◆ EXERCISE MATERIALS ◆
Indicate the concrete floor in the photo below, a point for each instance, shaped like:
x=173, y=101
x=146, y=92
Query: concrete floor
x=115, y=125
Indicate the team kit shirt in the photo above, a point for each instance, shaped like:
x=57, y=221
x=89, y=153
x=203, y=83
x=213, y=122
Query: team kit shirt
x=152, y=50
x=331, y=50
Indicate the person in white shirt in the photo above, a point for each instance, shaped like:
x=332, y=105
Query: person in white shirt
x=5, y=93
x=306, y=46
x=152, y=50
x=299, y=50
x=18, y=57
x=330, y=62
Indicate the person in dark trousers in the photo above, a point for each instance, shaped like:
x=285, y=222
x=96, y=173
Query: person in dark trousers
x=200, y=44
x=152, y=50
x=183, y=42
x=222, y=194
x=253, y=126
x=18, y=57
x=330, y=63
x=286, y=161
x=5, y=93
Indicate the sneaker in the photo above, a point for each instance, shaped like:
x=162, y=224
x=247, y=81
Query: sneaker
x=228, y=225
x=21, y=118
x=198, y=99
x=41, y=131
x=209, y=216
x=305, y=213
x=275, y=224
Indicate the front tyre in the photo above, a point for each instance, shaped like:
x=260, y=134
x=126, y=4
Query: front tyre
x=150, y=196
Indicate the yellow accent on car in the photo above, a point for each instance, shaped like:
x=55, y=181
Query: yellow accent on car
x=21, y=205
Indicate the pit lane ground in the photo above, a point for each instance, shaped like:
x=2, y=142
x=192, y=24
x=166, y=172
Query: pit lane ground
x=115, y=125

◆ ASSIGNMENT ◆
Select every line above that contains the word "instance", and copy it.

◆ EXPECTED ANSWER ◆
Indicate the concrete floor in the photo below, a point for each instance, shaped like:
Indicate the team kit shirt in the photo above, a point for each instance, shaped like:
Indicate the person in white shirt in the photo above, a point for each instance, shaped like:
Indicate the person in dark trousers in the photo above, a point for each instance, shaped like:
Indicate the sneaker in the photo above, a point for each instance, shaped like:
Indicate the front tyre in the photo above, a point for each instance, shaped like:
Indicate the yellow accent on car in the photo above, a point for each instance, shaped like:
Indicate the pit lane ground in the photo above, a point for each instance, shaped like:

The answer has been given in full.